:: Activity ::
Below are records to be reproduced exactly and in full.

:: Supplied data ::
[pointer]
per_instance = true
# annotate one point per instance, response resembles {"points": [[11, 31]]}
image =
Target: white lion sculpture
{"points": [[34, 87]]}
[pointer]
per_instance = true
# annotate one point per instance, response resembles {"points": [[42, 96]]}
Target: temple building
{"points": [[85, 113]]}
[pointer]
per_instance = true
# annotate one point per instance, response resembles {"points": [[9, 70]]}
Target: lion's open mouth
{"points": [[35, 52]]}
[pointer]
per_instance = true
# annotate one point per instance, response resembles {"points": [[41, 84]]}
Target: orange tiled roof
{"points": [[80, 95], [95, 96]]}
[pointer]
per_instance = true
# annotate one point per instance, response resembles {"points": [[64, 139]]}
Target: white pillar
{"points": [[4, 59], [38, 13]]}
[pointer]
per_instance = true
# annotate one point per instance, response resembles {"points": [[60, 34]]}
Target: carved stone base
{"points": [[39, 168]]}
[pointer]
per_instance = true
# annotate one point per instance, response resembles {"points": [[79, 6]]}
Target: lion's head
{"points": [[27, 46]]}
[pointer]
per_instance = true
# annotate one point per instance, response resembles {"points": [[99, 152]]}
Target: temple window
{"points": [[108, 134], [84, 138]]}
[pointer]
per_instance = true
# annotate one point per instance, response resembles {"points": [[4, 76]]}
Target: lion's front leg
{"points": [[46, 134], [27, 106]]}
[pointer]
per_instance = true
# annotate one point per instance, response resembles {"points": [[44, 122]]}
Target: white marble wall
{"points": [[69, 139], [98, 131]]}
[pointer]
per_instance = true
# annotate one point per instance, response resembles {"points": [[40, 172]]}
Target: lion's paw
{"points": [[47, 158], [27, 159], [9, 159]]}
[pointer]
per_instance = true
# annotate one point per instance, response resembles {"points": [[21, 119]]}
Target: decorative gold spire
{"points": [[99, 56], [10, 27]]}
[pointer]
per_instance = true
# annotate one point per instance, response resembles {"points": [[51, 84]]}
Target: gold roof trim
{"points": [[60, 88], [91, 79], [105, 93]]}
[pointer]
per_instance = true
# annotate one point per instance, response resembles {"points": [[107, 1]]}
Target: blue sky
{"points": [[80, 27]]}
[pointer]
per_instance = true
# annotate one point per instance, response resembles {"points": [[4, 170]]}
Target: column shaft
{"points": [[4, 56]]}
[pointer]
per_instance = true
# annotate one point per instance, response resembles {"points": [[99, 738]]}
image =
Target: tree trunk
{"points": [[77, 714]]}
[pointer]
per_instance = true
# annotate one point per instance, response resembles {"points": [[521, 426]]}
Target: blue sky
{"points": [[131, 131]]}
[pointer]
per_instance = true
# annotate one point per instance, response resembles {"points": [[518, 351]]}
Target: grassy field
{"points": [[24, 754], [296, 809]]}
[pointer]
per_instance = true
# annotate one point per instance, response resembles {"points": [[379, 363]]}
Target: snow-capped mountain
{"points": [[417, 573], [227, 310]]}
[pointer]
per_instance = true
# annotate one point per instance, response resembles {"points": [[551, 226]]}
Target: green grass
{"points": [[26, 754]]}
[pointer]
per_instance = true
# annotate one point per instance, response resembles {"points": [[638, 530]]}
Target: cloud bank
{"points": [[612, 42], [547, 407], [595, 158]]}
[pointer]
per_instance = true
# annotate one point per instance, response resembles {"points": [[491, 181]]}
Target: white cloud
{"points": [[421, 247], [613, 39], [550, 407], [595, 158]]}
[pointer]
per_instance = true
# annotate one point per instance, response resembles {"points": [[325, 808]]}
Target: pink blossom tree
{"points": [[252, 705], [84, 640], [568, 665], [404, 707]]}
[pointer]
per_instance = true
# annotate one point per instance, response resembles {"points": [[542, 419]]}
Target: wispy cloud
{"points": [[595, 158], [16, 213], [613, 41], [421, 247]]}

:: Answer to this problem ::
[pointer]
per_instance = true
# annotate one point per instance, response resembles {"points": [[11, 31]]}
image =
Target: white lion sculpture
{"points": [[34, 87]]}
[pointer]
per_instance = true
# annotate one point per instance, response resembles {"points": [[42, 96]]}
Target: temple building
{"points": [[85, 113]]}
[pointer]
per_instance = true
# annotate one point per instance, response resembles {"points": [[9, 70]]}
Target: lion's open mouth
{"points": [[35, 52]]}
[pointer]
per_instance = true
# annotate one point per instance, response resembles {"points": [[41, 84]]}
Target: orange tiled roof
{"points": [[80, 95], [95, 96]]}
[pointer]
per_instance = true
# annotate one point per instance, response resembles {"points": [[64, 139]]}
Target: white pillar
{"points": [[4, 59], [38, 13]]}
[pointer]
per_instance = true
# annotate one point per instance, response resembles {"points": [[60, 34]]}
Target: carved stone base
{"points": [[39, 168]]}
[pointer]
per_instance = true
# annotate one point per instance, response resembles {"points": [[79, 6]]}
Target: lion's head
{"points": [[27, 46]]}
[pointer]
per_instance = true
# annotate one point per instance, response resembles {"points": [[99, 152]]}
Target: temple window
{"points": [[108, 134], [84, 138]]}
[pointer]
per_instance = true
# annotate one point per instance, response resembles {"points": [[4, 76]]}
Target: lion's front leg
{"points": [[46, 134], [27, 106]]}
[pointer]
per_instance = true
# annotate one point per instance, response resembles {"points": [[44, 122]]}
Target: white marble wall
{"points": [[69, 139], [98, 131]]}
[pointer]
per_instance = true
# annotate one point per instance, response resembles {"points": [[40, 172]]}
Target: lion's paw
{"points": [[47, 158], [27, 159], [9, 159]]}
[pointer]
per_instance = true
# annotate one point per instance, response resembles {"points": [[21, 119]]}
Target: decorative gold spire
{"points": [[99, 56], [10, 27]]}
[pointer]
per_instance = true
# annotate one point per instance, response resembles {"points": [[51, 84]]}
Target: gold roof trim
{"points": [[60, 88], [91, 79], [105, 93]]}
[pointer]
per_instance = true
# annotate one point per instance, response resembles {"points": [[107, 1]]}
Target: blue sky
{"points": [[80, 27]]}
[pointer]
per_instance = true
# annotate one point per instance, response resembles {"points": [[4, 170]]}
Target: column shaft
{"points": [[4, 56]]}
[pointer]
per_instance = true
# annotate one point per instance, response resembles {"points": [[99, 738]]}
image =
Target: tree trunk
{"points": [[77, 714]]}
[pointer]
per_instance = true
# annotate one point per instance, response resembles {"points": [[521, 426]]}
Target: blue sky
{"points": [[131, 131]]}
[pointer]
per_instance = true
# annotate one point per instance, response resembles {"points": [[518, 351]]}
Target: grassy field
{"points": [[24, 754], [296, 809]]}
[pointer]
per_instance = true
# annotate one point per instance, response resembles {"points": [[379, 363]]}
Target: snow-capped mountain
{"points": [[417, 573], [227, 310]]}
[pointer]
per_instance = true
# annotate one point per instance, response resembles {"points": [[551, 226]]}
Target: green grass
{"points": [[26, 754]]}
[pointer]
per_instance = true
# annotate one point per instance, response resembles {"points": [[638, 530]]}
Target: cloud bank
{"points": [[612, 42], [547, 407], [595, 158]]}
[pointer]
per_instance = true
# annotate one point per instance, response resembles {"points": [[491, 181]]}
Target: white cloud
{"points": [[421, 247], [613, 39], [550, 407], [595, 158]]}
[pointer]
per_instance = true
# annotate one point per instance, response resembles {"points": [[325, 808]]}
Target: pink blossom tree
{"points": [[252, 705], [84, 640], [568, 665], [404, 707]]}
[pointer]
per_instance = true
# annotate one point per instance, response resembles {"points": [[542, 419]]}
Target: wispy cloud
{"points": [[595, 158], [16, 213], [613, 41], [421, 247]]}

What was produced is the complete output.